[OBJETIVO] Prolonga el texto sobre los cazadores tikuna y su santuario en la selva, empezando después de la última oración.

Milton sostiene una garra que conserva desde hace varios años.
El santuario es un lugar sagrado para la comunidad tikuna porque allí llegan todos los animales para alimentarse de los minerales especiales que tiene el agua.
Milton descansa sobre un tronco caído cerca del santuario, mientras observa la inmensidad del bosque y la luz que se filtra entre los árboles.
Milton comparte el material de archivo de las cámaras trampa de Airumaküchi, con las cuales han logrado captar la presencia de muchas especies dentro de los santuarios.

Edilberto carga su antigua escopeta mientras camina en la selva para protegerse del ataque repentino de cualquier animal. Aunque hace años era el arma para salir a cazar, ha transformado todas sus antiguas prácticas. Es cazador desde los siete años, se le nota en cómo camina, en cómo mira, en cómo escucha. Los cazadores y cazadoras que rodean, conviven, y promueven el ciclo de vida y alimentación con los animales que andan por aquí no dejarán de ser cazadores y cazadoras, pero quieren que ese lazo entre el medioambiente y su salud alimentaria también esté nutrido por sus tradiciones ancestrales. Cada vez más, desde el trabajo colectivo y el resurgimiento de tradiciones sagradas, emerge un nuevo oficio que tal vez se parezca más a la custodia de la selva.

[DATOS EXTRAÍDOS]
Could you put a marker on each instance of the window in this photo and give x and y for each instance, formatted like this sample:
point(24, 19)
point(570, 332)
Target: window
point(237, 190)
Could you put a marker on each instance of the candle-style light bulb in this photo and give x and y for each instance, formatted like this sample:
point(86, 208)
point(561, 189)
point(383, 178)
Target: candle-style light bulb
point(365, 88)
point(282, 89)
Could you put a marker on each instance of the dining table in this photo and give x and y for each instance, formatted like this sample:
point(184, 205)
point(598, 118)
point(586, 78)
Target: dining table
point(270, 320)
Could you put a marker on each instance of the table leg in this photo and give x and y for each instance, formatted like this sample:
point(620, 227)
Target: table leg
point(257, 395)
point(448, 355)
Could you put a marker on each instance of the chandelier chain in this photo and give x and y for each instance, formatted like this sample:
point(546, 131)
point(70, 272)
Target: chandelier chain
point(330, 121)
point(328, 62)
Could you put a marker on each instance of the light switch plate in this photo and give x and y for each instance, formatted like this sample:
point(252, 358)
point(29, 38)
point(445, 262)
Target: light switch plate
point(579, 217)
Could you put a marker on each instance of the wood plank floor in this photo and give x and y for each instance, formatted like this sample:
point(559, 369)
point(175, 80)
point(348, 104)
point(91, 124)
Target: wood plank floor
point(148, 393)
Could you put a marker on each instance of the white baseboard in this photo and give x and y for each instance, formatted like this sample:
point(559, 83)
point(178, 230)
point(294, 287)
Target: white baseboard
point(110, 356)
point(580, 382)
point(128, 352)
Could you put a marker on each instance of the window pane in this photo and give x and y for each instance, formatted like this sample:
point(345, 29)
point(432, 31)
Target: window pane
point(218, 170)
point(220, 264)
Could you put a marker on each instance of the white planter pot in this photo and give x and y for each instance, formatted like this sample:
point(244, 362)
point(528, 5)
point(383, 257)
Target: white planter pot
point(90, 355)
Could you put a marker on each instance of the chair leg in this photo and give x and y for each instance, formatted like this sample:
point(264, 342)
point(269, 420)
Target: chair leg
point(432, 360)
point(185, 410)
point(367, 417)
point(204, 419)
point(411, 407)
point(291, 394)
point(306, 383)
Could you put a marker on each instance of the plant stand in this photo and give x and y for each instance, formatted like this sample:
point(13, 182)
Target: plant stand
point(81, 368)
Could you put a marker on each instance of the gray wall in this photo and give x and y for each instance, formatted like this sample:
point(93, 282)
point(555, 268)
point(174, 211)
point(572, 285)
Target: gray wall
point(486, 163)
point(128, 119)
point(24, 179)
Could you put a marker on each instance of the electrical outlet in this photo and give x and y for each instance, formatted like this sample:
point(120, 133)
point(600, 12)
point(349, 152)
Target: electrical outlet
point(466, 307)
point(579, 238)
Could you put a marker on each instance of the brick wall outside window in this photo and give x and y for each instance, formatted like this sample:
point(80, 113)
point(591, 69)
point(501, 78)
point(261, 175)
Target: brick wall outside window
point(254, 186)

[EJERCICIO RESUELTO]
Retrato de Edilberto Lauriano y algunos de sus hijos mientras comparten en familia la cotidianidad de haber terminado una jornada más.
El efecto de la caza de animales, la tala de árboles y la constante pérdida del sentido de pertenencia de la tradición tikuna está poniendo en riesgo a las generaciones más jóvenes de la comunidad.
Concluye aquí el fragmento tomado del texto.